Can you put the entries from the line containing "mountain road and record integer pixel coordinates." through the end of the entries into a Markdown table with the columns Row and Line, leaving out blank lines and pictures?

(Dataset records)
══════

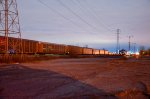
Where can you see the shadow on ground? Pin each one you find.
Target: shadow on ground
(20, 82)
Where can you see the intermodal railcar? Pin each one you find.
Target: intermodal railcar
(38, 47)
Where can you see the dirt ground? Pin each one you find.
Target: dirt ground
(76, 78)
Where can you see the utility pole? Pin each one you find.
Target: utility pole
(9, 27)
(129, 42)
(118, 45)
(134, 48)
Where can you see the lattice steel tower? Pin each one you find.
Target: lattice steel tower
(9, 27)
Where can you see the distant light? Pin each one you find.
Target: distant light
(137, 53)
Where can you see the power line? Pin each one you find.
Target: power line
(118, 45)
(66, 18)
(97, 17)
(65, 6)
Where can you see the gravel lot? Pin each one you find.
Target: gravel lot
(76, 78)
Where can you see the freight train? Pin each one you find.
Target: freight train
(38, 47)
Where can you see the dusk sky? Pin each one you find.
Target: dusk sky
(86, 22)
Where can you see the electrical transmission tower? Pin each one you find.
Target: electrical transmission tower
(118, 45)
(130, 42)
(9, 27)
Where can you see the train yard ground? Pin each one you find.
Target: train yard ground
(77, 78)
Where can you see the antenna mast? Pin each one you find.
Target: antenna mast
(9, 27)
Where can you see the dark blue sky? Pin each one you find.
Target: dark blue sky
(86, 22)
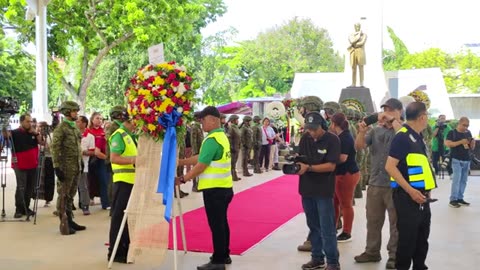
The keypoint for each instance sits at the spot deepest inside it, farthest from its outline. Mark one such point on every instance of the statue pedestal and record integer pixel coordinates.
(359, 93)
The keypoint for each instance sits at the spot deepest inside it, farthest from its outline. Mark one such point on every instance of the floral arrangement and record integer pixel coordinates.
(290, 105)
(421, 96)
(157, 91)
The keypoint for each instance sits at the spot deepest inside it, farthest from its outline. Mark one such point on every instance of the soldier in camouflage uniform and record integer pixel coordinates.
(67, 162)
(247, 143)
(235, 143)
(256, 143)
(196, 140)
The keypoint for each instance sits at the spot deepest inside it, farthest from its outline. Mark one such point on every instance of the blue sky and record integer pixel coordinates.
(420, 24)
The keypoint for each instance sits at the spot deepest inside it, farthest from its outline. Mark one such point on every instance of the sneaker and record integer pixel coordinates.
(454, 204)
(306, 246)
(333, 267)
(344, 237)
(390, 264)
(313, 264)
(364, 257)
(463, 203)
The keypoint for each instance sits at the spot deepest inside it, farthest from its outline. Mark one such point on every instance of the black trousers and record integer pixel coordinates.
(413, 224)
(216, 202)
(24, 191)
(264, 155)
(121, 194)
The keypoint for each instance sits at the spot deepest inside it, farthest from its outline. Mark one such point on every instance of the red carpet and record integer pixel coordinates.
(253, 215)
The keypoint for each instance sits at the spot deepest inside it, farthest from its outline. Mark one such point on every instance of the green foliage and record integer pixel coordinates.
(17, 71)
(267, 64)
(85, 32)
(461, 71)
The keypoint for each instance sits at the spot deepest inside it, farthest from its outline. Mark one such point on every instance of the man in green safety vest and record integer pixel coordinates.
(213, 167)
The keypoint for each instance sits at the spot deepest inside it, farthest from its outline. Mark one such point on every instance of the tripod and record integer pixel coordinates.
(6, 141)
(40, 175)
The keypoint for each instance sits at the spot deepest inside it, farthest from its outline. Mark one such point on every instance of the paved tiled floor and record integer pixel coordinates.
(454, 240)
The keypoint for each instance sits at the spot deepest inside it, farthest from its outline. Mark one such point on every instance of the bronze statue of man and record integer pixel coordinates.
(357, 53)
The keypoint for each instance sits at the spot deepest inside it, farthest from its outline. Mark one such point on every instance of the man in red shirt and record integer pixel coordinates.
(24, 162)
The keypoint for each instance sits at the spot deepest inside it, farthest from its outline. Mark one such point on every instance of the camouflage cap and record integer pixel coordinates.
(332, 105)
(247, 118)
(311, 103)
(233, 117)
(68, 106)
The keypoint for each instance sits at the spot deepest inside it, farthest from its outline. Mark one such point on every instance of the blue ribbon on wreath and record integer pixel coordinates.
(168, 164)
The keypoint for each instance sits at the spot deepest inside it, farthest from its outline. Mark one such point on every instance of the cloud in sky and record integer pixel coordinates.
(420, 24)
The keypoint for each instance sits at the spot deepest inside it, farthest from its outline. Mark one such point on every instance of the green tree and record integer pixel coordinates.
(271, 60)
(17, 71)
(392, 59)
(96, 28)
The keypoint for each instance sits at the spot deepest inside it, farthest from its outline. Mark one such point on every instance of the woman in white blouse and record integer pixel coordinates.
(268, 136)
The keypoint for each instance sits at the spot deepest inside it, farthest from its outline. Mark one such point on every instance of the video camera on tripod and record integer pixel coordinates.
(293, 167)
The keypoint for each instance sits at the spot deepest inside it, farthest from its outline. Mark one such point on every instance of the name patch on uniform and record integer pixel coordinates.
(412, 138)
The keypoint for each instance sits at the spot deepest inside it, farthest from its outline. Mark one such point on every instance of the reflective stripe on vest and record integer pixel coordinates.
(124, 173)
(420, 174)
(218, 174)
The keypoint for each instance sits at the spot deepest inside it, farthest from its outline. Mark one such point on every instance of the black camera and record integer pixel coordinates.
(294, 167)
(8, 105)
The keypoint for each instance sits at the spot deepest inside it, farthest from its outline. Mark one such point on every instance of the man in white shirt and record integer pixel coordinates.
(268, 136)
(88, 150)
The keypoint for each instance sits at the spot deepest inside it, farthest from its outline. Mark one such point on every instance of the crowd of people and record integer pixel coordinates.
(93, 157)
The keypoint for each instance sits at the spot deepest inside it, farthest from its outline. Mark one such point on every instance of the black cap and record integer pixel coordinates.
(313, 120)
(393, 103)
(209, 110)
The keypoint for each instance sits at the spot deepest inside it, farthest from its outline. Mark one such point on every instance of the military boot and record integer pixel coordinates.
(74, 225)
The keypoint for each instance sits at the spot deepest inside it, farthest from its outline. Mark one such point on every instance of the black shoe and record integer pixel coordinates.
(76, 227)
(228, 260)
(211, 266)
(454, 204)
(463, 203)
(119, 259)
(30, 212)
(313, 264)
(344, 237)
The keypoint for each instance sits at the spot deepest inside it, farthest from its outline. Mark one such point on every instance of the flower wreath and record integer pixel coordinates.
(160, 91)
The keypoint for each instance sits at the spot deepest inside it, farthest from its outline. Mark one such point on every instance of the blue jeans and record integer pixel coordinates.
(459, 179)
(320, 215)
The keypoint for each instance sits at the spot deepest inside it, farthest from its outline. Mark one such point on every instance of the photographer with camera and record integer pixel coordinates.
(317, 188)
(460, 142)
(24, 163)
(439, 149)
(379, 193)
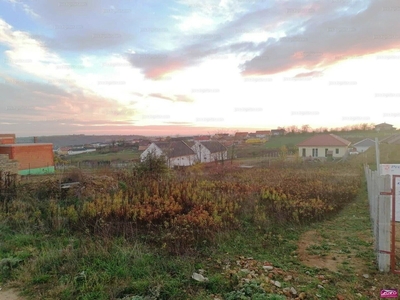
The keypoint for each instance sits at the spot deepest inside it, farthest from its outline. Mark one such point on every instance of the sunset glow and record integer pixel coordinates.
(191, 67)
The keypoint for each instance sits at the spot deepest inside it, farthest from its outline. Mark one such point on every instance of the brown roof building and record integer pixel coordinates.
(323, 146)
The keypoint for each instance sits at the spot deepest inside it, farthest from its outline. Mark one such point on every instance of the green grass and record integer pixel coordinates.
(51, 266)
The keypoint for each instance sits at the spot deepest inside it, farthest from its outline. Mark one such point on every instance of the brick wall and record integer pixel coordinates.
(30, 156)
(8, 165)
(7, 138)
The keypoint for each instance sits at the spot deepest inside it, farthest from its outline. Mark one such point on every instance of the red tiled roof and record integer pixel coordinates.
(324, 140)
(263, 132)
(202, 138)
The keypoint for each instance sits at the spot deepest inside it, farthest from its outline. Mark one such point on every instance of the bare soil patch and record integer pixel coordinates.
(316, 252)
(9, 294)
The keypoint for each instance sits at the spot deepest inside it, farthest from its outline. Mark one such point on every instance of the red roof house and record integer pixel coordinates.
(324, 145)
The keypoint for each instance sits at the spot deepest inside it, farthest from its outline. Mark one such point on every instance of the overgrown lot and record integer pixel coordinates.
(141, 234)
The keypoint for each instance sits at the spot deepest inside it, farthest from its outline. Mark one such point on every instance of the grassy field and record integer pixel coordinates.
(124, 155)
(260, 259)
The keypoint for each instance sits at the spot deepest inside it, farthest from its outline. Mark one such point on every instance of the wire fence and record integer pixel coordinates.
(379, 197)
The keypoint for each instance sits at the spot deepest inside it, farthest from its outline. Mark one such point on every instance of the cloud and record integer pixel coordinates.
(324, 42)
(310, 74)
(173, 98)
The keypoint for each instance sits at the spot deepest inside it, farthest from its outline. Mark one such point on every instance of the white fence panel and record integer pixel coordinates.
(380, 213)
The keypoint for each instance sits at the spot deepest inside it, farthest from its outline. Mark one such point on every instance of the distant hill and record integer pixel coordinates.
(76, 140)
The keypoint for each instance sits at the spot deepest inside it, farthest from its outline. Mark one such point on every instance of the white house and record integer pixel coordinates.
(324, 145)
(208, 151)
(177, 153)
(263, 134)
(364, 145)
(79, 151)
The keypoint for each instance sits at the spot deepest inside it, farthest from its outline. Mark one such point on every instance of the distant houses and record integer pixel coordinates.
(176, 153)
(393, 140)
(324, 146)
(241, 135)
(209, 151)
(384, 127)
(75, 151)
(364, 145)
(276, 132)
(263, 134)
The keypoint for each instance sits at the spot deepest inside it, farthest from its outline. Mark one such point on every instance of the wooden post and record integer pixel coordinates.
(385, 253)
(377, 154)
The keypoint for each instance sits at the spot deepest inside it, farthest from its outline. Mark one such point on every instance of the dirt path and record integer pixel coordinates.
(9, 294)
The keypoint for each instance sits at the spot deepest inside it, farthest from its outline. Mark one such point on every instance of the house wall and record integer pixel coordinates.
(205, 155)
(7, 140)
(321, 151)
(8, 165)
(223, 155)
(151, 149)
(72, 152)
(202, 153)
(182, 161)
(32, 159)
(362, 149)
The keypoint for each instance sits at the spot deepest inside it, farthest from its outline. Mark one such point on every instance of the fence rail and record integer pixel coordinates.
(379, 197)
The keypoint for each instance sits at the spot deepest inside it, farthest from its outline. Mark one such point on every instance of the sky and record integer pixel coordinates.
(163, 67)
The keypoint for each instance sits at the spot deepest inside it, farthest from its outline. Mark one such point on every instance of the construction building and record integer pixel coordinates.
(33, 158)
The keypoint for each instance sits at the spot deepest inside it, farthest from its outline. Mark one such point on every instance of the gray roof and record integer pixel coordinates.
(393, 139)
(365, 143)
(214, 146)
(175, 148)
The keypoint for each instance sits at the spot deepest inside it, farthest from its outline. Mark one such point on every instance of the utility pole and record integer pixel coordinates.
(233, 151)
(377, 154)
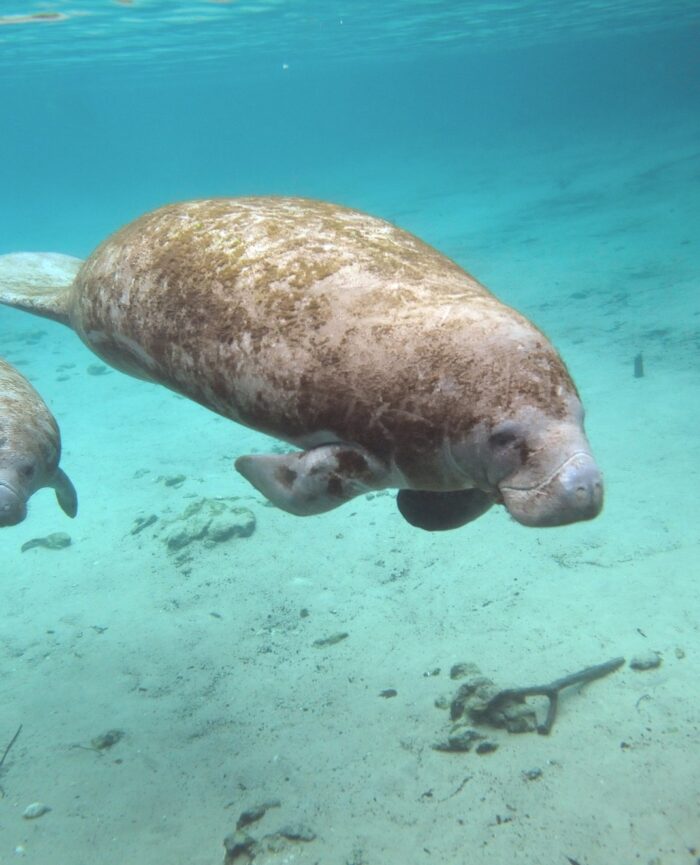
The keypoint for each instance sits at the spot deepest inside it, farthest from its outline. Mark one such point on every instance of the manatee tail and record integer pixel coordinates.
(38, 282)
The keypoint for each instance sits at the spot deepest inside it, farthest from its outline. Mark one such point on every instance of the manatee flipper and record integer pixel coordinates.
(65, 493)
(439, 511)
(313, 481)
(38, 282)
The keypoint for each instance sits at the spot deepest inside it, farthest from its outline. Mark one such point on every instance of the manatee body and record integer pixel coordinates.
(30, 449)
(381, 359)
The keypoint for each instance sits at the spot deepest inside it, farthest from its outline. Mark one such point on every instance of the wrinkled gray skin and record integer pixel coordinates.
(382, 360)
(30, 449)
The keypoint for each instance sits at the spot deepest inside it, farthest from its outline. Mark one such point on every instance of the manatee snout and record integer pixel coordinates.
(574, 492)
(12, 509)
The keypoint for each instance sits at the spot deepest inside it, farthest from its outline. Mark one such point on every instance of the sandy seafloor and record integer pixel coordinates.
(208, 665)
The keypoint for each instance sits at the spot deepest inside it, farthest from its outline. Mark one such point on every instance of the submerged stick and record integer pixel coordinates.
(551, 691)
(12, 742)
(7, 751)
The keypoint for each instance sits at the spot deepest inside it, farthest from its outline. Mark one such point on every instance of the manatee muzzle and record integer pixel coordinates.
(571, 493)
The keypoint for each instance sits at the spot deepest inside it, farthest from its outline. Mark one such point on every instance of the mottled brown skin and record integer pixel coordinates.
(30, 449)
(386, 363)
(310, 321)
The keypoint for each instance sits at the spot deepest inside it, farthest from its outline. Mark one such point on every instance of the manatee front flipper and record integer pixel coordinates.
(65, 493)
(437, 511)
(313, 481)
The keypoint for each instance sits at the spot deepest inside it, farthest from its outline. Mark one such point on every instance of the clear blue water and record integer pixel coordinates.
(551, 149)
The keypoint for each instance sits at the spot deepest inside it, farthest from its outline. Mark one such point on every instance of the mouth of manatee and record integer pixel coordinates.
(572, 492)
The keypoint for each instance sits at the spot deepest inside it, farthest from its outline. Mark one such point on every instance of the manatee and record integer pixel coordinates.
(30, 449)
(380, 359)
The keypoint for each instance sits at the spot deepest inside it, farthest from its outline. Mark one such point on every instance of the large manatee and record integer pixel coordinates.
(381, 359)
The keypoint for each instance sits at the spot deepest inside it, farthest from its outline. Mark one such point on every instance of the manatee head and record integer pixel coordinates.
(537, 463)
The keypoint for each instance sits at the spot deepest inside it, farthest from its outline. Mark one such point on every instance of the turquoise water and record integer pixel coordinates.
(552, 150)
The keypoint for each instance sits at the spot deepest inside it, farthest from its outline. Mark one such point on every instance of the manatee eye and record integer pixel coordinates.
(506, 435)
(503, 438)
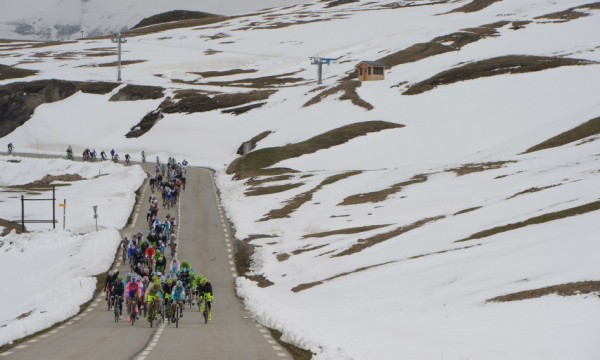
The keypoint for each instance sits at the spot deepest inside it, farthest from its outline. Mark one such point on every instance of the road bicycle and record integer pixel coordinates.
(153, 311)
(204, 307)
(118, 308)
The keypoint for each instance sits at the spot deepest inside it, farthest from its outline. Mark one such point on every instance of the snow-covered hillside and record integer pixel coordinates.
(448, 211)
(72, 19)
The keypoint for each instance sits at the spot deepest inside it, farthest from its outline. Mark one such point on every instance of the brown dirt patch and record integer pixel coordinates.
(466, 210)
(261, 280)
(532, 190)
(267, 190)
(257, 181)
(569, 289)
(590, 128)
(305, 286)
(571, 13)
(259, 82)
(348, 90)
(510, 64)
(300, 199)
(362, 244)
(138, 92)
(257, 161)
(115, 63)
(49, 179)
(472, 168)
(10, 226)
(147, 122)
(10, 72)
(381, 195)
(191, 101)
(207, 74)
(303, 250)
(578, 210)
(475, 5)
(348, 231)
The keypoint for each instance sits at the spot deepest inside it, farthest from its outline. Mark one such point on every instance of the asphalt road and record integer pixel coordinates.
(204, 242)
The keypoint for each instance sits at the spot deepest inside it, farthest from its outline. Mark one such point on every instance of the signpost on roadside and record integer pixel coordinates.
(64, 206)
(95, 207)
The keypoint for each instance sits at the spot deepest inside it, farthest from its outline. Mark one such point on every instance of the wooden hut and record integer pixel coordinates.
(370, 70)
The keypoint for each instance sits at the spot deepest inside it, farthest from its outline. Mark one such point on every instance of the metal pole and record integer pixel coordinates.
(54, 207)
(320, 66)
(64, 213)
(119, 60)
(22, 213)
(119, 40)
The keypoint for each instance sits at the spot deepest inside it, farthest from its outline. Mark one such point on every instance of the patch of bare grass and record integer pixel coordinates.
(300, 199)
(256, 161)
(305, 286)
(9, 226)
(510, 64)
(260, 280)
(267, 190)
(114, 63)
(347, 231)
(9, 72)
(259, 181)
(296, 352)
(557, 215)
(381, 195)
(590, 128)
(532, 190)
(362, 244)
(571, 13)
(569, 289)
(466, 210)
(348, 90)
(475, 5)
(300, 251)
(259, 82)
(207, 74)
(472, 168)
(138, 92)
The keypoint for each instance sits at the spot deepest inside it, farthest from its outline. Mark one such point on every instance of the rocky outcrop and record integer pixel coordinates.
(19, 100)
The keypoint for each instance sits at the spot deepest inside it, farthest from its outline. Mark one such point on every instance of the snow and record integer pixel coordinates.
(418, 295)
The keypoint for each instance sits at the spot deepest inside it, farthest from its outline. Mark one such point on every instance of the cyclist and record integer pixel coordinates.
(204, 290)
(152, 298)
(161, 261)
(175, 266)
(110, 282)
(117, 293)
(178, 296)
(133, 292)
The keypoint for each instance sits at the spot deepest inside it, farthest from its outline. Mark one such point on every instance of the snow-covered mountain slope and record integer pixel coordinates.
(447, 211)
(71, 19)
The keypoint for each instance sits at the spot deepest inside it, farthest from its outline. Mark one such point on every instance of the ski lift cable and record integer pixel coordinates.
(224, 51)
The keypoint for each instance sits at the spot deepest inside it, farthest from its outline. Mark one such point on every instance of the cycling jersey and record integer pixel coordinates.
(178, 293)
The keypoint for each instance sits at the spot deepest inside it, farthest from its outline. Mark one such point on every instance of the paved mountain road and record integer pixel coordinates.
(204, 242)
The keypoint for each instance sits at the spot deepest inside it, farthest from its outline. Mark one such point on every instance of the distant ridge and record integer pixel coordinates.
(174, 15)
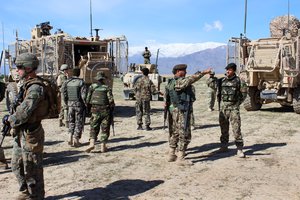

══════

PROBLEM SOLUTION:
| Row | Line |
|---|---|
| 1 | The keypoint for each instance sits at the spot deepest inside it, farthest from its outline. Mark one such point on every instance of the paved mountain road and record integer pixel coordinates. |
| 2 | (204, 242) |
| 3 | The keypoint for each instance sits at the spot deepest inside it, farthest from its outline. Mark one such point on every instance of the distant ridge and record integer pixel coordinates. |
| 4 | (174, 15) |